## Extract to read
:::
Amid COVID-19, Maharashtra sees steep rise in mental health issues


MUMBAI: Amid the coronavirus-enforced lockdown, more than 1,300 people battling mental stress and depression have approached the Maharashtra government with requests for medical help, a state health official said.

Private doctors also claimed that the number of people suffering from depression, obsessive compulsive disorder (OCD) and phobia of stepping out of home has significantly increased in the last few months.

“Out of the 36 districts in Maharashtra, 30 have reported 1,302 cases of people seeking help of psychiatrists,” a senior official from the state health department told PTI.

Some of them suffered from violent behaviour, like attempt to self-immolate, self-harm and outburst as a result of prolonged depression, she said.

“The data is still being compiled as some of the districts are yet to report cases. The numbers could be much higher than the currently reported 1,302 cases,” she said.

Noted psychiatrist Anand Nadkarni said before March this year (prior to the outbreak of COVID-19), he used to get six to seven cases of OCD daily, but now the number has gone up to 32 to 36 every day.

“Most of the people do not admit OCD as an illness and thus, its impact remains for a longer time on their life.

Unfortunately, there is a dearth of psychiatrists in the overall health sector field,” he said.

In some cases, there has also been a significant increase in alcohol consumption, Nadkarni said.
:::
## Information

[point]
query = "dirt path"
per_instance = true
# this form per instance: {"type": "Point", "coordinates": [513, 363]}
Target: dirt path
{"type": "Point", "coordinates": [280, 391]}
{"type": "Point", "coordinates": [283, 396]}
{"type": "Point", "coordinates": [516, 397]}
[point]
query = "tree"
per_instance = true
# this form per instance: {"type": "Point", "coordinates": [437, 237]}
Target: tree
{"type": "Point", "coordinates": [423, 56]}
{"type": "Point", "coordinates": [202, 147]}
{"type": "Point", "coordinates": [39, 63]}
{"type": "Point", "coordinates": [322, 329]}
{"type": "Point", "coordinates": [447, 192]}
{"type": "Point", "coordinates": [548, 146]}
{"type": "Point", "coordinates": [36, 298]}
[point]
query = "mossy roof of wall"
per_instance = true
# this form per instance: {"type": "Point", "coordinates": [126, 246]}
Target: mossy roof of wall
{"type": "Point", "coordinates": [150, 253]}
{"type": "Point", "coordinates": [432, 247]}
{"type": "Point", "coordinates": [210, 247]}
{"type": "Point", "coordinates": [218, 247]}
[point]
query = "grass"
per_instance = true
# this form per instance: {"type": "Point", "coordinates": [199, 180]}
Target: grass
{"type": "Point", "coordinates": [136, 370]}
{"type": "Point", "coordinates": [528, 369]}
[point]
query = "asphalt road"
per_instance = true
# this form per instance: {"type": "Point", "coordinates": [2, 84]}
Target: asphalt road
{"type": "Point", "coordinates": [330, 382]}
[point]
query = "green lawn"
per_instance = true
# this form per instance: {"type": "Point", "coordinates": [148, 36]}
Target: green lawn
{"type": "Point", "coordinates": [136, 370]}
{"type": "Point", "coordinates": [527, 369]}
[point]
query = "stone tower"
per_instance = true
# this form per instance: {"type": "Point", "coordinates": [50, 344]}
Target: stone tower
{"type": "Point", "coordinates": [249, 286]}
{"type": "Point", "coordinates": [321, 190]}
:::
## List of tasks
A – Decide whether each statement agrees with the Maharashtra mental health report, answering yes or no and quoting the words that decide it: (i) Thirty of the state's 36 districts have reported cases of people seeking psychiatric help. (ii) Anand Nadkarni now sees six to seven OCD cases a day. (iii) The state health department has finished compiling its data.
B – Carry on the Maharashtra mental health report after its final sentence, keeping its news-report style.

## Responses
A –
(i) Yes: "Out of the 36 districts in Maharashtra, 30 have reported 1,302 cases of people seeking help of psychiatrists"
(ii) No: "now the number has gone up to 32 to 36 every day"
(iii) No: "The data is still being compiled as some of the districts are yet to report cases."

B –
“Liquor consumption has reduced among students, as most of them have returned home, but it is higher among the middle-aged working class. Increased liquor consumption makes them weaker and more susceptible to the coronavirus infection,” he said.

Another mental health expert Mrudula Apte said they used to get two to three patients per week for general stress related issues at their clinic in Pune before the outbreak of the pandemic.

But, the number has now gone up to at least three cases every day, she said.

“People are coming up with multiple issues, some suffering from direct affect of COVID-19 outbreak, like financial uncertainty, and some with secondary issues like problematic family relationships, space issues, lack of coping mechanisms like meeting friends, going to the gym, going to restaurants or shopping, she said.

Elderly people and young adults seem to be most affected, she said, adding that aged people living alone also approach them for help.

Public health expert and Maharashtra Communicable Diseases Prevention and Control technical committee chairman Dr Subhash Salunkhe said the rise in depression and mental stress triggered by the COVID-19 crisis is a global phenomena.

“People who were already suffering from such ailments are complaining of increased illness. Some people who had mild symptoms or had similar problems which were never detected are now seeking consultation,” he said.

“There are also cases of people who earlier never complained of stress or its management, but are now facing challenges due to the pandemic,” Salunkhe said.